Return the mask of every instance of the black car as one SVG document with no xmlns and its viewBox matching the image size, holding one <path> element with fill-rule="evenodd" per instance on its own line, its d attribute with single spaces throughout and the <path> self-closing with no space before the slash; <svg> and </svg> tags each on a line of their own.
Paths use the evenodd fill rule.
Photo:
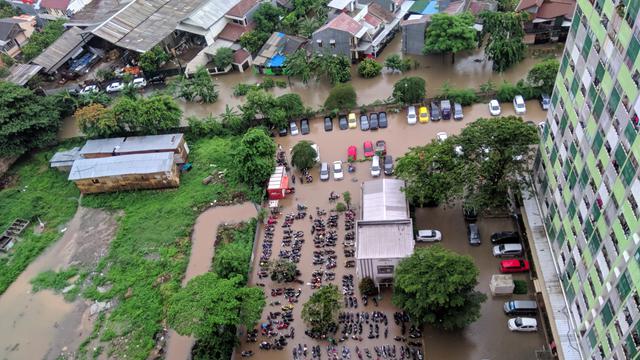
<svg viewBox="0 0 640 360">
<path fill-rule="evenodd" d="M 369 129 L 371 130 L 378 130 L 378 114 L 377 113 L 371 113 L 369 114 Z"/>
<path fill-rule="evenodd" d="M 289 133 L 289 129 L 287 129 L 286 126 L 278 130 L 278 135 L 280 136 L 287 136 L 288 133 Z"/>
<path fill-rule="evenodd" d="M 391 155 L 384 157 L 384 174 L 393 175 L 393 157 Z"/>
<path fill-rule="evenodd" d="M 478 230 L 478 225 L 475 223 L 471 223 L 467 225 L 467 234 L 469 235 L 469 244 L 478 246 L 481 244 L 480 241 L 480 230 Z"/>
<path fill-rule="evenodd" d="M 431 121 L 440 121 L 442 114 L 440 114 L 440 107 L 435 102 L 431 102 Z"/>
<path fill-rule="evenodd" d="M 300 120 L 300 132 L 302 135 L 307 135 L 311 132 L 311 129 L 309 129 L 309 119 L 305 118 Z"/>
<path fill-rule="evenodd" d="M 165 76 L 164 75 L 156 75 L 150 78 L 147 78 L 148 85 L 162 85 L 164 84 Z"/>
<path fill-rule="evenodd" d="M 324 131 L 332 131 L 333 130 L 333 119 L 329 116 L 324 117 Z"/>
<path fill-rule="evenodd" d="M 369 118 L 366 114 L 360 115 L 360 130 L 367 131 L 369 130 Z"/>
<path fill-rule="evenodd" d="M 549 105 L 551 105 L 551 98 L 549 98 L 549 95 L 540 95 L 540 106 L 542 107 L 542 110 L 549 110 Z"/>
<path fill-rule="evenodd" d="M 515 231 L 500 231 L 491 235 L 491 243 L 500 244 L 519 244 L 520 235 Z"/>
<path fill-rule="evenodd" d="M 378 127 L 380 129 L 386 129 L 387 125 L 389 125 L 387 123 L 387 113 L 382 111 L 378 113 Z"/>
<path fill-rule="evenodd" d="M 476 220 L 478 220 L 478 212 L 473 207 L 463 206 L 462 214 L 464 215 L 465 221 L 476 222 Z"/>
<path fill-rule="evenodd" d="M 347 121 L 347 115 L 338 116 L 338 127 L 340 130 L 347 130 L 349 128 L 349 122 Z"/>
</svg>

What you need to do:
Beginning with the very first line of the material, please return exactly each line down to and including the one with "Paths use the evenodd fill rule.".

Solution to this task:
Return the mask of every instance of the black car as one SVG document with no xmlns and its viewBox matching the image size, holding one <path> element with fill-rule="evenodd" per instance on its own line, its d attribute with single spaces throughout and the <path> self-closing with no space before the slash; <svg> and </svg> tags each on a line of their own.
Paths use the evenodd fill rule.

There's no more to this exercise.